>>>>>

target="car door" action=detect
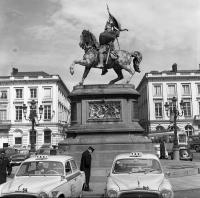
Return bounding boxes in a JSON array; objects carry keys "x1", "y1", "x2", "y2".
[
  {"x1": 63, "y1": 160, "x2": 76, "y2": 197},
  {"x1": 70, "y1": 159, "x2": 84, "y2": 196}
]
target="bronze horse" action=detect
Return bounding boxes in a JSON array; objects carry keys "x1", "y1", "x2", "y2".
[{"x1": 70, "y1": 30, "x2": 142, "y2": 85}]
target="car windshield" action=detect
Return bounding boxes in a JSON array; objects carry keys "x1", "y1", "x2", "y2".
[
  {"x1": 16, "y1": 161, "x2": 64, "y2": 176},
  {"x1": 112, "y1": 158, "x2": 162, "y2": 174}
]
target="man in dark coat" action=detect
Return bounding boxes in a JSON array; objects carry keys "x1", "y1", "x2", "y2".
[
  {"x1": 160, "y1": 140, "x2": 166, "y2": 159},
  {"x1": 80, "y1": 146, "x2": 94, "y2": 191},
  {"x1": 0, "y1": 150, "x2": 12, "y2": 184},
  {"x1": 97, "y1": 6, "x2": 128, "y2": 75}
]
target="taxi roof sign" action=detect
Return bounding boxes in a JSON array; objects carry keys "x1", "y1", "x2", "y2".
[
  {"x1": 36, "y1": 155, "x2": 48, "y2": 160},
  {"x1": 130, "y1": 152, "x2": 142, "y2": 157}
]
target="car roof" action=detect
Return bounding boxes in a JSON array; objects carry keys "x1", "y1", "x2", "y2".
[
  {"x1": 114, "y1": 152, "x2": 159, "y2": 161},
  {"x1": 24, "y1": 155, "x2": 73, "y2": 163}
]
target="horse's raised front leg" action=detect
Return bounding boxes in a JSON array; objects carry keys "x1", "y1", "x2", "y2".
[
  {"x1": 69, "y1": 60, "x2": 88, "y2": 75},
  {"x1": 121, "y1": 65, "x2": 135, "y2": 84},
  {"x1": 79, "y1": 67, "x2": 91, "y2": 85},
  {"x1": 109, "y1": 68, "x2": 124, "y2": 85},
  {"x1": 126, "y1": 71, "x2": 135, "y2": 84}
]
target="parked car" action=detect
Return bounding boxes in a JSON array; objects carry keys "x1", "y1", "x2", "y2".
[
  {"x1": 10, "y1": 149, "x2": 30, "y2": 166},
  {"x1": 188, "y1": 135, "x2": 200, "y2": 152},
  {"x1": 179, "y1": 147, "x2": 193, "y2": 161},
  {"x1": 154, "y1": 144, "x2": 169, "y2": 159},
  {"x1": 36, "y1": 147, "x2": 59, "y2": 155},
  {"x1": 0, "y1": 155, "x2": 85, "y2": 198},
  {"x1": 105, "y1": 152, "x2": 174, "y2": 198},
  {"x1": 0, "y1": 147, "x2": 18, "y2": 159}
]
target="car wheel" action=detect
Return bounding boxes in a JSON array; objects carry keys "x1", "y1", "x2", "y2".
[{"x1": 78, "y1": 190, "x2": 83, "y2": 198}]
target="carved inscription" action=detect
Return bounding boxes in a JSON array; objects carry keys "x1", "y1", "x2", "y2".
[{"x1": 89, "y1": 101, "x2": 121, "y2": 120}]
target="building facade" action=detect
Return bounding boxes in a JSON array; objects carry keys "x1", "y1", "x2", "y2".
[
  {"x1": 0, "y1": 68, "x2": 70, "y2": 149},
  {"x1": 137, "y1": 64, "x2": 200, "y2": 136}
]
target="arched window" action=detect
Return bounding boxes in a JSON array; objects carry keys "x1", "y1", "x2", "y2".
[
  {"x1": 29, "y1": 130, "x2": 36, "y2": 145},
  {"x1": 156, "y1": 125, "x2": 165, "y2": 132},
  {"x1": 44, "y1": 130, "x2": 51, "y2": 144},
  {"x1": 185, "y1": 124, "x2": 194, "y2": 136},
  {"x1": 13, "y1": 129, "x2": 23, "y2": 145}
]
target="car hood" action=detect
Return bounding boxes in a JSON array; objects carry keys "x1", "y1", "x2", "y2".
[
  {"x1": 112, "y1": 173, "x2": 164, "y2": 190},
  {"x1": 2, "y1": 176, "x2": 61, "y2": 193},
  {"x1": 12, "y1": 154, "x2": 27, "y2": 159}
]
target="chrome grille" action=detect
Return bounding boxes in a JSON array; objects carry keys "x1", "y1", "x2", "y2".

<<<<<

**STATED EXERCISE**: Gather every line above that contains the string "roof" and copy each one in full.

**RESULT BELOW**:
target="taxi roof sign" action=detect
target="car roof" action=detect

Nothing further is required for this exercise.